§ Material to process
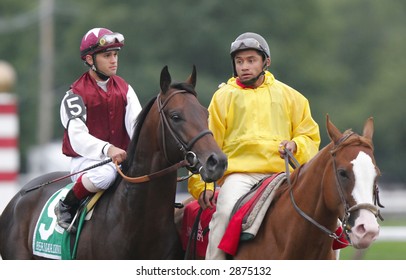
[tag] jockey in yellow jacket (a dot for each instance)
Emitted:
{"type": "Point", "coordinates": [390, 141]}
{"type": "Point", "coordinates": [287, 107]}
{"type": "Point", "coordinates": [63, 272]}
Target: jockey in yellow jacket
{"type": "Point", "coordinates": [252, 118]}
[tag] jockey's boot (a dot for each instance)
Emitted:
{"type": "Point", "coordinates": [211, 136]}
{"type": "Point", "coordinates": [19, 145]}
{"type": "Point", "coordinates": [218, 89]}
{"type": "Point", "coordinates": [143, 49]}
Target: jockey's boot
{"type": "Point", "coordinates": [66, 209]}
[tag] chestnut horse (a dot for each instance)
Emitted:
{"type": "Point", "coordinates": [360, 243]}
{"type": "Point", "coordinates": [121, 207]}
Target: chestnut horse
{"type": "Point", "coordinates": [134, 218]}
{"type": "Point", "coordinates": [339, 183]}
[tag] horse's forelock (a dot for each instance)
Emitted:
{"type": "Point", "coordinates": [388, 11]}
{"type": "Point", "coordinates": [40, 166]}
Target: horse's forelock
{"type": "Point", "coordinates": [185, 86]}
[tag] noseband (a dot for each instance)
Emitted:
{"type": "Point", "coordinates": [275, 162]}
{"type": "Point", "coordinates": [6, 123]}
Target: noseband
{"type": "Point", "coordinates": [186, 148]}
{"type": "Point", "coordinates": [190, 161]}
{"type": "Point", "coordinates": [347, 210]}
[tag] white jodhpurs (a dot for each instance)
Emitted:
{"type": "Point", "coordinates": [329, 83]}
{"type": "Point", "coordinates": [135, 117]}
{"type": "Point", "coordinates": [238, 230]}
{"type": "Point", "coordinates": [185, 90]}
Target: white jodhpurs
{"type": "Point", "coordinates": [235, 185]}
{"type": "Point", "coordinates": [100, 177]}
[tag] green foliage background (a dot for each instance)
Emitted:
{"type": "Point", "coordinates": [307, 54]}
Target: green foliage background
{"type": "Point", "coordinates": [345, 56]}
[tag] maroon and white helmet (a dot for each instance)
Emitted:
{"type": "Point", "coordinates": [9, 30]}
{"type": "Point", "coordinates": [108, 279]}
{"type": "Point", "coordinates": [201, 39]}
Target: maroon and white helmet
{"type": "Point", "coordinates": [99, 40]}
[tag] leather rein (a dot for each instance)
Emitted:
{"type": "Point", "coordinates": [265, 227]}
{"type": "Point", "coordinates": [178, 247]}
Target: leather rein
{"type": "Point", "coordinates": [190, 161]}
{"type": "Point", "coordinates": [290, 159]}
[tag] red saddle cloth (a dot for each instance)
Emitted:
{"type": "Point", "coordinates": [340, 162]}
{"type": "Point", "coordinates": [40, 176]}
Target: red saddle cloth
{"type": "Point", "coordinates": [189, 218]}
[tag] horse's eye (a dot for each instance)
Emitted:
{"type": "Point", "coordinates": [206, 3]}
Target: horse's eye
{"type": "Point", "coordinates": [175, 117]}
{"type": "Point", "coordinates": [342, 173]}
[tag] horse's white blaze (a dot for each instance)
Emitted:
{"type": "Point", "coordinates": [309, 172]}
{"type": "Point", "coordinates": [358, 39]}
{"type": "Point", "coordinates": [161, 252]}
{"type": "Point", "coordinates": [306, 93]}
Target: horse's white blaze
{"type": "Point", "coordinates": [364, 173]}
{"type": "Point", "coordinates": [366, 227]}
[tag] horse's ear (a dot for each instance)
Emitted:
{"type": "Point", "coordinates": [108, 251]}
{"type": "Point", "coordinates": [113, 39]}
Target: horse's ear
{"type": "Point", "coordinates": [333, 131]}
{"type": "Point", "coordinates": [369, 128]}
{"type": "Point", "coordinates": [192, 78]}
{"type": "Point", "coordinates": [165, 79]}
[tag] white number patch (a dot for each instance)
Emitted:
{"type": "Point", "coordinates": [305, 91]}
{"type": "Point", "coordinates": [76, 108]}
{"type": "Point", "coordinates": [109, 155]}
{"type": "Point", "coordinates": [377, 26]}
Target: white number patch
{"type": "Point", "coordinates": [74, 105]}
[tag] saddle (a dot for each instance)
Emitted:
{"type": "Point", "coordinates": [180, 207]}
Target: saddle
{"type": "Point", "coordinates": [246, 219]}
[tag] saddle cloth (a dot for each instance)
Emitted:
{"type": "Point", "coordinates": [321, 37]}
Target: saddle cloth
{"type": "Point", "coordinates": [244, 224]}
{"type": "Point", "coordinates": [52, 241]}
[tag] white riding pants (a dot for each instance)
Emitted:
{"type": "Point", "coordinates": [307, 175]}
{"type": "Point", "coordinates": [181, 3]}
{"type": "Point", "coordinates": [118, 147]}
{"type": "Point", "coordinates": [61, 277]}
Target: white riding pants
{"type": "Point", "coordinates": [96, 179]}
{"type": "Point", "coordinates": [235, 185]}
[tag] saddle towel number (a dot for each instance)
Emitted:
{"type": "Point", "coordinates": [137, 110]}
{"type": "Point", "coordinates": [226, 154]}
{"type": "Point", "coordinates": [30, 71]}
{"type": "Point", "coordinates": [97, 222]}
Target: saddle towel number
{"type": "Point", "coordinates": [75, 108]}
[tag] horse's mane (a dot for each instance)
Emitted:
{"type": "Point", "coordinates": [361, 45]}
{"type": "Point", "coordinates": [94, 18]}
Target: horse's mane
{"type": "Point", "coordinates": [137, 128]}
{"type": "Point", "coordinates": [357, 140]}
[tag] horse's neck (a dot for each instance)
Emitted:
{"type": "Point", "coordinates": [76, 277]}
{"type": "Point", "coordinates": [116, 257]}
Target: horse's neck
{"type": "Point", "coordinates": [309, 189]}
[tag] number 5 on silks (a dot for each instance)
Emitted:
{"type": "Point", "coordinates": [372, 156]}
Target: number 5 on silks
{"type": "Point", "coordinates": [75, 108]}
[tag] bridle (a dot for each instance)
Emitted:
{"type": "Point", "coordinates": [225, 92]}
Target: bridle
{"type": "Point", "coordinates": [289, 158]}
{"type": "Point", "coordinates": [190, 161]}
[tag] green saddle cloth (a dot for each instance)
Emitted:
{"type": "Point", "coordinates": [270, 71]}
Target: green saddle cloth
{"type": "Point", "coordinates": [50, 240]}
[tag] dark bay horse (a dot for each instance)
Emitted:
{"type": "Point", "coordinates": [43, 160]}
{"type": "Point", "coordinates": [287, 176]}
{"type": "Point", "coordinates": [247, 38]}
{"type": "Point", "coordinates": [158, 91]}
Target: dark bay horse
{"type": "Point", "coordinates": [339, 183]}
{"type": "Point", "coordinates": [134, 218]}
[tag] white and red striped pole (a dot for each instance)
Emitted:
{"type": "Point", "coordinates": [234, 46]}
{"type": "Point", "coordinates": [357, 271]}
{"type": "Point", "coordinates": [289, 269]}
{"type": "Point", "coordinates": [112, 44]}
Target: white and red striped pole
{"type": "Point", "coordinates": [9, 135]}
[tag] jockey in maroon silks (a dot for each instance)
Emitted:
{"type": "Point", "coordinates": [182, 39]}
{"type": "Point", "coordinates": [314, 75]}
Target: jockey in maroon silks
{"type": "Point", "coordinates": [98, 113]}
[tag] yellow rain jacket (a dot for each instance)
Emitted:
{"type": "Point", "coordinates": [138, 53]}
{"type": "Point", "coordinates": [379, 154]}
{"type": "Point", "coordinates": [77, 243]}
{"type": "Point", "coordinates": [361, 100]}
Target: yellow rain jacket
{"type": "Point", "coordinates": [249, 124]}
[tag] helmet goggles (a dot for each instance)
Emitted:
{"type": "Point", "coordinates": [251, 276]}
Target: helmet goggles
{"type": "Point", "coordinates": [107, 41]}
{"type": "Point", "coordinates": [110, 39]}
{"type": "Point", "coordinates": [247, 43]}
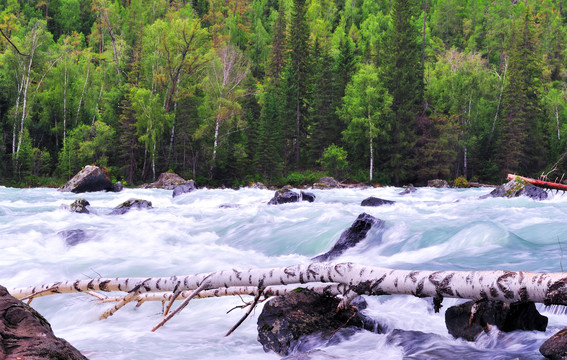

§ Goal of the exercise
Collect every line in the items above that contains the word "rein", and list each of those lines in full, in the order they appear.

§ Reply to the exercise
[tag] leather rein (a dot for each instance)
Target: leather rein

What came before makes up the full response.